BRIEF
Please condense the paragraph below on breast cancer screening models, starting "After 10 years of follow-up," into a short bulleted list that keeps its main facts.

After 10 years of follow-up, breast cancer mortality reduction observed in the trial decreased and lost significance, whereas most models predicted a fairly constant mortality reduction between 10- and 17-year follow-ups. Previous analysis of the CISNET models [29] illustrated that Model D, with tumor inception at the start of the sojourn time, has fast tumor progression on average, and Model E, with tumor inception prior to the start of the sojourn time, has the slowest tumor progression on average. These individual model structures affect the pattern in breast cancer deaths averted after age 49 when screening ceased, because cancers diagnosed in the control arm caused breast cancer death at a younger age in Model D and at a later age in Model E. Consequently, mortality reduction due to screening was greater at later ages (between 10- and 17-year follow-up) in Model E than in Model D. While the model structure of Model S is similar to that of Model E, Model S does not include DCIS, which implies no possible benefit in terms of mortality reduction from screen-detected DCIS. However, these otherwise screen-detected DCIS cases will likely be diagnosed as local stage small invasive tumors (size <1 cm.) in Model S with relatively high, and similar survival as DCIS cases. Model W is unique in that it simulates tumors with a limited malignant potential [25]. This may have resulted in a substantial amount of screen-detected tumors that did not cause breast cancer death during the 17-year follow-up. Consequently, Model W’s mortality reduction decreased slightly after age 49 despite their high rate of screen-detected cancers in the forties.

COLLECTED DATA
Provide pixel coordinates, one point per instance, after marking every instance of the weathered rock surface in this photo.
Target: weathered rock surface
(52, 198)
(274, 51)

ANSWER TO THIS TASK
- After 10 years of follow-up, the trial's breast cancer mortality reduction decreased and lost significance. Most models instead predicted a fairly constant reduction between 10- and 17-year follow-ups.
- Model D starts tumors at the start of the sojourn time and has fast tumor progression on average. Control-arm cancers caused death at younger ages.
- Model E starts tumors before the sojourn time and has the slowest progression on average. Control-arm cancers caused death at later ages, so its mortality reduction at 10 to 17 years was greater than Model D's.
- Model S is structured like Model E but has no DCIS, so screen-detected DCIS gives no mortality benefit. Those cases would likely be diagnosed as local-stage invasive tumors under 1 cm, with relatively high survival similar to DCIS.
- Model W uniquely simulates tumors with limited malignant potential. Many screen-detected tumors may not have caused death within 17 years, so its mortality reduction decreased slightly after age 49 despite many screen-detected cancers in the forties.